Rewrite the listing, swapping "carriage door" for "cabin door" wherever it occurs and leaving everything else unchanged.

————————

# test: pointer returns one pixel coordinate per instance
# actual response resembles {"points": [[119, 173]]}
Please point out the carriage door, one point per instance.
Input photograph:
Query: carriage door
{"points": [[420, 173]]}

————————

Expected answer:
# test: pointer returns one pixel coordinate per instance
# actual response resembles {"points": [[119, 173]]}
Please point out the cabin door, one point per instance.
Input photograph:
Query: cabin door
{"points": [[420, 173]]}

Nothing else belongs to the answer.